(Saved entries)
+--
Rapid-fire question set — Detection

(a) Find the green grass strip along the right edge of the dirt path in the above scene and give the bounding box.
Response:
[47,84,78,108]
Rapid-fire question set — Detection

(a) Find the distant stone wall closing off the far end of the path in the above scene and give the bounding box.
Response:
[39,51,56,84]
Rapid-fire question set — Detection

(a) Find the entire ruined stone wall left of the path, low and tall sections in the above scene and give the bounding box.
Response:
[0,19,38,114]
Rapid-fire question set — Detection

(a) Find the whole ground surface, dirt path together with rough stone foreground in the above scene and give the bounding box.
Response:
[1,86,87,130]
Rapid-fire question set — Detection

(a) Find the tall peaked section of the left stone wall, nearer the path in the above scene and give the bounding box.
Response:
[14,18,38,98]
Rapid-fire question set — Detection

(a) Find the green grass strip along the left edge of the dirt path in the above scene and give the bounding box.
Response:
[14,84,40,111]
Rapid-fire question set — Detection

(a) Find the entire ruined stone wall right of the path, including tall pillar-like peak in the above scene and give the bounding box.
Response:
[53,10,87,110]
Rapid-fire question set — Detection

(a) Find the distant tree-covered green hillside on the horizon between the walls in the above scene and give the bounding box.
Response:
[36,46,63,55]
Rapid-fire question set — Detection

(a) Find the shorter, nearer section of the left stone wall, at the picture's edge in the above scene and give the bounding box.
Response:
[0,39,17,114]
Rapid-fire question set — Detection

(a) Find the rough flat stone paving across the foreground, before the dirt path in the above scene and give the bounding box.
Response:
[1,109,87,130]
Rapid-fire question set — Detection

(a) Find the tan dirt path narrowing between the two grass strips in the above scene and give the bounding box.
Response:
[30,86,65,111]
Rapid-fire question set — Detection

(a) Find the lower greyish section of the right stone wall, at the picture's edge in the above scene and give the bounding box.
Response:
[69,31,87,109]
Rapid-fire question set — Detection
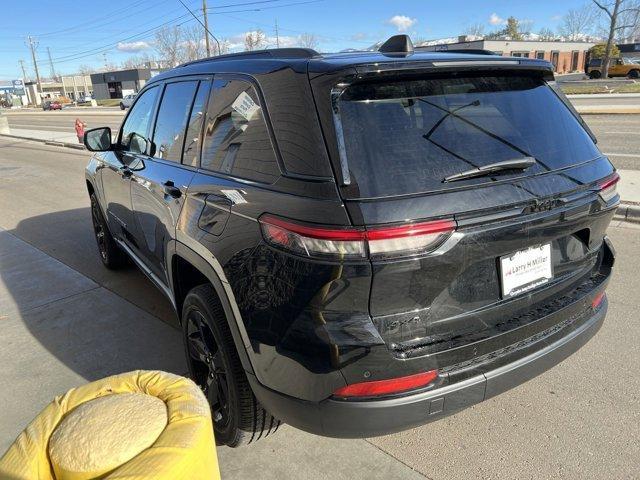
+--
Exercise directions:
Repeat the records exactly but leave out the images.

Answer for this exercise:
Rapid-fire question set — Detection

(a) Find the green grass strip along the right edge of the dirt path in the above scene and give the bounding box.
Response:
[47,84,78,108]
Rapid-fire question set — Detection

(a) Find the distant stone wall closing off the far end of the path in the above scene and give the bounding box.
Response:
[39,51,56,84]
Rapid-fire question set — Detection

(a) Find the entire ruined stone wall left of the path, low and tall sections in the above scene and give the bounding box.
Response:
[0,19,38,114]
Rapid-fire question set — Detection

(a) Find the whole ground surface, dirt path together with rough stone foreground in the above scene and give the bounding box.
Response:
[1,86,87,130]
Rapid-fire question set — Detection

(a) Find the tall peaked section of the left stone wall, nearer the path in the above scene and give the bounding box.
Response:
[14,18,38,98]
Rapid-fire question set — Detection

(a) Find the green grass strip along the left edge of the dirt path in the above scene and give the bounding box.
Response:
[14,84,40,111]
Rapid-fire question set — Detection

(a) Find the entire ruined stone wall right of the path, including tall pillar-like peak in the above scene and give the bounding box.
Response:
[53,10,87,110]
Rapid-fire question set — Detection

(a) Find the distant tree-covered green hillside on the horizon between the walls in the above scene and give the bounding box.
Response:
[36,46,63,55]
Rapid-fire question set — Detection

(a) Find the shorter, nearer section of the left stone wall, at the picture's edge in the above scene and give the bounding box.
Response:
[0,39,17,114]
Rapid-fire question set — Detection

(a) Find the rough flat stone paving across the foreground, before the dirt path in the above scene and give the bounding box.
Response:
[1,109,87,130]
Rapid-fire question set — Detection

(a) Find the tan dirt path narrowing between the two grass strips in the above scene and give the bounding box.
Response:
[30,86,65,111]
Rapid-fire question set — Detection

(a) Find the lower greyish section of the right stone wall, at the picture's edge in the above scene and give the bounding box.
Response:
[69,31,87,109]
Rapid-fire question set — Detection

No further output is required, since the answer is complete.